• **What you have to do**:
Reproduce verbatim the part of the Axial Seamount passage that begins with "Facilitating Observatory-Based Subseafloor" and ends after "Science Plan, 2021.".

• **Source passage**:
Facilitating Observatory-Based Subseafloor Science
Julie A. Huber, Marine Chemistry and Geochemistry, Woods Hole Oceanographic Institution, Woods Hole, MA, Timothy J. Crone, Lamont-Doherty Earth Observatory, Columbia University, Palisades, NY, USA, and Dax Soule, School of Earth and Environmental Sciences, Queens College – CUNY, Flushing, NY, USA. Extracted from OOI Science Plan, 2021.
As much as 80% of the volcanism on Earth occurs beneath the ocean’s surface, and seafloor hydrothermal systems impact global ocean chemistry and heat budgets, and host novel microbial ecosystems that provide insight into biogeochemistry in the deep ocean, origins of life on Earth, and potentially into other ocean worlds of our solar system. Axial Seamount is located on the Juan de Fuca Ridge and is the most active submarine volcano in the northeast Pacific, having erupted most recently in 1998, 2011, and 2015 and forecasted to erupt again in 2022–24 (e.g., Wilcock et al., 2018). For nearly 30 years, Axial has been the focus of interdisciplinary studies aimed at understanding linkages between magmatic cycles, subseafloor hydrology, hydrothermal vent formation and geochemistry, heat and chemical fluxes, as well as the diversity and evolution of microbial and animal communities. As part of the NSF’s OOI Regional Cabled Array (RCA), Axial now supports a suite of geophysical, chemical, and biological sensors and experiments that stream data to shore. An important aspect of the OOI is that the data can provide the environmental conditions and background within which to propose ancillary, process-based studies. Here, we highlight how the six-year record of real-time data flowing from the RCA forms an unparalleled foundation on which to build one such ancillary study: an ocean drilling program with the International Ocean Discovery Program (IODP) to understand the relationships between microbial, hydrological, geochemical, and geophysical processes in zero-age, hydrothermally active oceanic crust.

[Records taken from a collection]
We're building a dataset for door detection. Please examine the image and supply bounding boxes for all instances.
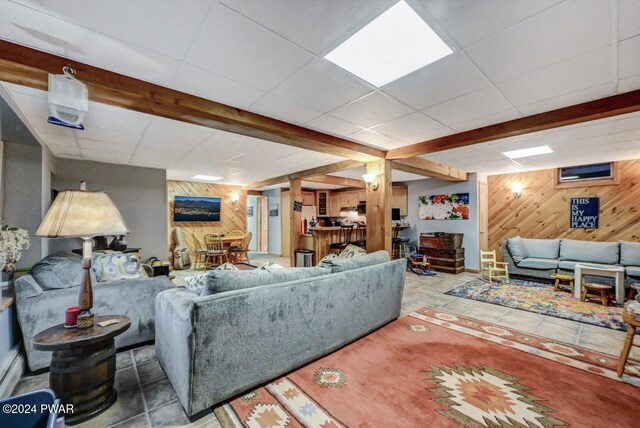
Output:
[257,196,269,253]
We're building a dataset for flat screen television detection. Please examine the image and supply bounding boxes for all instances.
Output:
[391,208,402,221]
[173,196,222,222]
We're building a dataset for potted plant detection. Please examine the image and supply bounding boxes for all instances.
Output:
[0,224,29,288]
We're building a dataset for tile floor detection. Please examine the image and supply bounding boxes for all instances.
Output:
[14,254,640,428]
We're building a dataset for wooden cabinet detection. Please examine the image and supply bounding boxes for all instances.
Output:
[329,193,341,217]
[340,192,358,208]
[302,192,316,206]
[391,187,408,217]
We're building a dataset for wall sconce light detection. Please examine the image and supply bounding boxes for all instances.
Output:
[511,183,522,199]
[362,174,379,191]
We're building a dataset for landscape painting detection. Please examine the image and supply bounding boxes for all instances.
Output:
[418,193,469,220]
[173,196,221,222]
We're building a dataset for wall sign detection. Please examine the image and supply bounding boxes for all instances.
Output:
[569,198,600,229]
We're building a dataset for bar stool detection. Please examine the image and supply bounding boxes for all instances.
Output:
[352,224,367,249]
[329,224,353,254]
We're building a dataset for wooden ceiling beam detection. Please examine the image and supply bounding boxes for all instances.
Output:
[391,158,469,182]
[387,90,640,159]
[245,160,364,189]
[0,40,386,161]
[304,175,367,189]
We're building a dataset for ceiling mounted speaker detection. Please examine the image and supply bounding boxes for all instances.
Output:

• **Reply**:
Facilitating Observatory-Based Subseafloor Science
Julie A. Huber, Marine Chemistry and Geochemistry, Woods Hole Oceanographic Institution, Woods Hole, MA, Timothy J. Crone, Lamont-Doherty Earth Observatory, Columbia University, Palisades, NY, USA, and Dax Soule, School of Earth and Environmental Sciences, Queens College – CUNY, Flushing, NY, USA. Extracted from OOI Science Plan, 2021.